* [REQUIRED ACTION A] Reproduce word for word the section of the farrier post that opens with the words "Now navicular sounds" and closes with "chatting with people.".
* [REQUIRED ACTION B] Pick up the farrier post after its last sentence and keep writing it from that point.

Thursdays have been interesting the last two weeks. I have been “forced” to take the day off from work because the farrier. I guess this isn’t completely true, because I have been growing things at work)This has ended up being a nice way for me to spend some extra time getting projects done at the barn, and a little bit of riding in. Last week, the farrier gave us the run around, saying that he was cancelling (a day out) because it was supposed to rain (which matters not, as we do farrier work under a shelter…). Then he said he would be out, but his truck had problems, so maybe later. Then nothing. I spent the day working with the ponies and cleaning out the nasty, nasty horse stalls.
So this week, the farrier was scheduled to come at 10am. Good early morning time! Then the day before he rescheduled to 12pm. Ugh. Starting to be annoying. I went out to the barn and piddled, not wanting to ride because I wanted my horses done first. And piddled. Then we decided to grab lunch and got behind, so we texted the farrier to ask him to let us know when he was on his way, if we needed to run. He said he had to get some tools and he would be out soon… Cue 2:30pm and here he is. Starts working on Oberon and first thing tells me that he has navicular because of sensitivity to hoof testers.
Now navicular sounds pretty bad. Basically, inflammation and degeneration of the navicular bone and the surrounds tendons, ligaments, and tissue cause lameness and pain that increases with time. Long story short, its degenerative, and causes lameness in the front feet and culminates with your horse becoming a pasture ornament. No bueno. Of course, I was very interested in how this works, so I spent some time researching and chatting with people.

* [DATA FOR ANALYSIS]
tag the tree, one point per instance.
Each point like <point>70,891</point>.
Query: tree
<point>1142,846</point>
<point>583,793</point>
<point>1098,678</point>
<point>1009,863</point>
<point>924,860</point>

* [RESPONSE A]
Now navicular sounds pretty bad. Basically, inflammation and degeneration of the navicular bone and the surrounds tendons, ligaments, and tissue cause lameness and pain that increases with time. Long story short, its degenerative, and causes lameness in the front feet and culminates with your horse becoming a pasture ornament. No bueno. Of course, I was very interested in how this works, so I spent some time researching and chatting with people.

* [RESPONSE B]
The symptoms of the syndrome include lameness on both front feet, with the horse avoiding stepping on his heel. One foot will likely be more sore than the other. So when a person sees their horse limping (being lame), they will usually ask the farrier to check them out or take them to a vet. The farrier can make some educated guesses, and the vet can x-ray or ultrasound the foot and get a picture of whats happening. Working together, the vet and farrier can usually come up with a treatment plan that maintains the horse’s comfort and longevity.
Anyways, to summarize that last paragraph, diagnosis occurs with radio graphs and ultrasounds and other in-vet hospital tests. In Oberon’s case, I haven’t seen him be lame… and this is a major red flag to me. The next red flag is the farrier diagnosing a degenerative condition with one small test, that could mean lots of other issues. The final flag is that the farrier said regular shoeing until he becomes lame, then fancy (ie expensive) shoes, then pasture ornament. Nothing was mentioned about working with a vet for a treatment program…
I guess my summary here is that I am miffed that the farrier jumped to a very serious sounding disease with minimal diagnosis and no referral to the other side of the treatment (aka vet). I think its pretty much bs and a great way to charge me for unnecessary therapeutic shoes. He may certainly become lame later on, and I will deal with that when it comes.
Ranting…I especially have trouble taking you seriously when you waste my entire day. Just because we can take texts to update ETA and reschedule, doesn’t mean you shouldn’t keep your original appointment. And please don’t make your excuses less compelling when you don’t apologize for being late and then tell me how you were working cows this morning, when you should have showed up at 10am. Ugh.
And before this blog post gets completely ridiculous and long, I will end on a good note. I have written many times about Jellybean’s questionable behavior and sometimes outright aggression to farriers. Well, with the assistance of the dressage whip, Jellybean was a saint. The excellent thing was when the farrier responded to my description of her behavior by saying it was my responsibility to discipline my horse. Why has no one said that before? Communication is clearly the key. Now all the ponies are trimmed, and hopefully staying dry as the rain comes again.